_SOURCE TEXT_
====================

Justice v Wright

Case

[2012] NSWSC 638

13 June 2012


Supreme Court


New South Wales

Medium Neutral Citation: Justice v Wright [2012] NSWSC 638
Hearing dates:5 June 2012
Decision date: 13 June 2012
Jurisdiction:Equity Division
Before: Windeyer AJ
Decision:

Value of one-half share of property equal to one-half total value of property.

Catchwords:

CONTRACTS- general contractual principles- construction and interpretation of contracts- valuation of interest of co-owner.

CONTRACTS- general contractual principles- construction and interpretation of contracts- provision for expert determination by appointment if parties not in agreement- whether reasonable for appointed expert to require indemnity clause.
Cases Cited: Codelfa Construction Pty Ltd v State Rail Authority (NSW) (1982) 149 CLR 337
Category:Principal judgment
Parties: Alexander Greig Justice (Plaintiff)
Anna Pedersen Wright (First Defendant)
Graham Charles Wright (Second Defendant)
Representation:

Counsel:

C R C Newlinds SC and B Koch (Plaintiff)
C D Freeman (Defendants)
Solicitors:

Alfred J Morgan & Son (Plaintiff)
Streeterlaw (Defendants)
File Number(s):2011/325415

Judgment

  1. HIS HONOUR: The plaintiff, Alexander Greig Justice (Mr Justice) holds a one-half share in a property known as 149 Wirreanda Road, Ingleside, which is Lot 149 in Deposited Plan No 752046 (the Property) as tenant in common with Anna Pedersen Wright and Graham Charles Wright (the Wrights) who hold the other one-half share between themselves as joint tenants.

  1. Mr Justice was prior to 26 October 2007 sole registered proprietor of the property, which has an area of about 8 acres. In 2007 Mr Justice agreed to sell to the Wrights a one-half interest in the property. In anticipation of this sale the parties entered into a Deed of Agreement and Indemnity dated 26 October 2007 to regulate rights as between themselves and to set out a procedure to be adopted if one party wished to sell that party's interest.

  1. The clauses of the agreement relevant to the present dispute are the following:

"1.7 If the other party wishes to exercise their right to purchase the other half share of the property it shall be on the following terms and conditions:
(a) The proprietor wishing to exercise the right to purchase shall provide written notice to the other party of their intention to purchase the half share of the property within 28 days of the date of the written offer being made by the selling party.
(b) The price of the half share to be sold shall be determined by a valuation obtained from a licensed valuer. The party wishing to sell must obtain before the commencement of the 28 days an independent valuable (agreeable to the other party) or in the absence of agreement, a valuation from a valuer nominated by the President of the Real Estate Institute of New south Wales. The cost of the valuation is to be borne equally by the parties.

====================

_ENTRIES SHOWN_
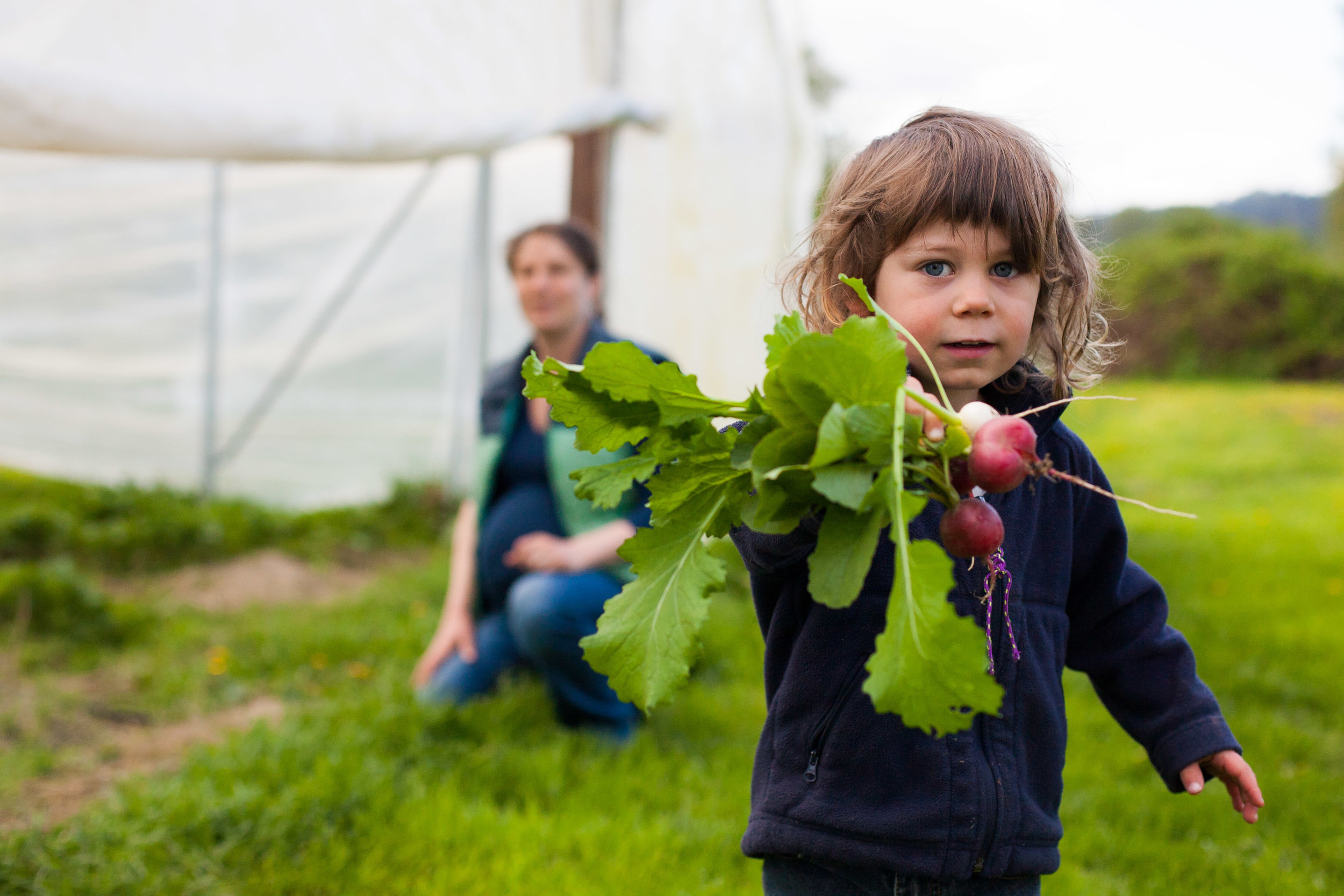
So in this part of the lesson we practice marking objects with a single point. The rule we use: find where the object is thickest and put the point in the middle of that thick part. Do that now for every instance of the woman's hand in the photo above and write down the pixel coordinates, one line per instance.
(1234, 771)
(456, 634)
(542, 553)
(546, 553)
(933, 426)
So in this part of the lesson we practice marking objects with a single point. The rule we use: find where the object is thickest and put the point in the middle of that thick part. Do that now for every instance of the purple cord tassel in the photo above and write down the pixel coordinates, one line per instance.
(996, 569)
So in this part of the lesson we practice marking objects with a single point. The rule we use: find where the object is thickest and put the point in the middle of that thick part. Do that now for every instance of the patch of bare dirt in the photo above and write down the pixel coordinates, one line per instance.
(130, 750)
(264, 578)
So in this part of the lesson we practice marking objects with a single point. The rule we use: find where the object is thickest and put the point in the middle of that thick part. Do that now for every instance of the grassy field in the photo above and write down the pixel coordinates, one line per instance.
(361, 790)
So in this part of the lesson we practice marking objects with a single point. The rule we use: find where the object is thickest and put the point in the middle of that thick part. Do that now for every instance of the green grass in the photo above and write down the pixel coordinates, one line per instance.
(130, 528)
(361, 790)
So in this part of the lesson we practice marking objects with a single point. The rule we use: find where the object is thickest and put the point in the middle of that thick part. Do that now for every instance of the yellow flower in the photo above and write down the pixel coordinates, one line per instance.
(217, 660)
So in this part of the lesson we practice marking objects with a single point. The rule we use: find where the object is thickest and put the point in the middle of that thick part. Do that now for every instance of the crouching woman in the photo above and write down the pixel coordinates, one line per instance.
(533, 564)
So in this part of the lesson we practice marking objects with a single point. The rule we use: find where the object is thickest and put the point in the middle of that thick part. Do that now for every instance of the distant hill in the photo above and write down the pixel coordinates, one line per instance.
(1270, 210)
(1278, 210)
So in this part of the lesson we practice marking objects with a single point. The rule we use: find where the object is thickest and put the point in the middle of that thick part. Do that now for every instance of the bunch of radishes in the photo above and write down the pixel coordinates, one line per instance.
(1003, 451)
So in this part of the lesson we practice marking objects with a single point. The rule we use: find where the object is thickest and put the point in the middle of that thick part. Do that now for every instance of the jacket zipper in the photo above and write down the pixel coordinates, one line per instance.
(823, 728)
(992, 816)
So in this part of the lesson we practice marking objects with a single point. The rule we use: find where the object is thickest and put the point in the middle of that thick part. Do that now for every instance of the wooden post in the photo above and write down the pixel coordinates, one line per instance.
(589, 178)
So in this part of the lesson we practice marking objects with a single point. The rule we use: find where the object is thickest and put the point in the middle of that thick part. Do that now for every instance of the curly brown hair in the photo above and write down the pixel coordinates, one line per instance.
(956, 167)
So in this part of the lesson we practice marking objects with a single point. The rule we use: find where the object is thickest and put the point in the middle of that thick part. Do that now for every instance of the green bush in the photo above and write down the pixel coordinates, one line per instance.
(54, 598)
(1203, 296)
(130, 528)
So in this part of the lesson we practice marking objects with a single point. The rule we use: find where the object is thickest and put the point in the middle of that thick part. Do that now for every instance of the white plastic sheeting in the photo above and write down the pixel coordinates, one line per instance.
(103, 267)
(300, 80)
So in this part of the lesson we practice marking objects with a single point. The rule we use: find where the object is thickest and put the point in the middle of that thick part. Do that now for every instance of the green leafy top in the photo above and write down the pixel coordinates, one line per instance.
(820, 440)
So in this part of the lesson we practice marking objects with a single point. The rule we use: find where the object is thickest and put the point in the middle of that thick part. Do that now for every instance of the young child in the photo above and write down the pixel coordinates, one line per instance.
(957, 226)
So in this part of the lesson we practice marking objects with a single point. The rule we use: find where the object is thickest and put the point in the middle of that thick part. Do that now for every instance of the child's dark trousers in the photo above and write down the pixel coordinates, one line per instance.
(788, 876)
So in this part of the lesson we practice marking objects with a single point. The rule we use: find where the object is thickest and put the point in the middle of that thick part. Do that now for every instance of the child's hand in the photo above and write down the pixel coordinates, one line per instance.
(1229, 768)
(933, 426)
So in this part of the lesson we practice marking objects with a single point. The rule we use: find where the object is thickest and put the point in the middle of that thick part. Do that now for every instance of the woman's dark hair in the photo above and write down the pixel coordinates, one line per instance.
(574, 234)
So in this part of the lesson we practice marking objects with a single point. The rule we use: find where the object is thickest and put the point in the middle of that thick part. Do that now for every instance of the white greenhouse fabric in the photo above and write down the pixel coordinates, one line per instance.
(103, 265)
(296, 80)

====================

_TASK LIST_
1. Please reproduce the passage of the Justice v Wright judgment between "Anna Pedersen Wright (First" and "Streeterlaw (Defendants)", inclusive.
2. Answer these from the Justice v Wright judgment:
(a) On what date was the hearing held?
(b) About how large is the property in area?
(c) How is the cost of the valuation to be shared?
The lines above were taken from a different source than the Justice v Wright judgment.

_RESULTS FOR EACH TASK_
1.
Anna Pedersen Wright (First Defendant)
Graham Charles Wright (Second Defendant)
Representation:

Counsel:

C R C Newlinds SC and B Koch (Plaintiff)
C D Freeman (Defendants)
Solicitors:

Alfred J Morgan & Son (Plaintiff)
Streeterlaw (Defendants)

2.
(a) 5 June 2012
(b) About 8 acres
(c) Equally by the parties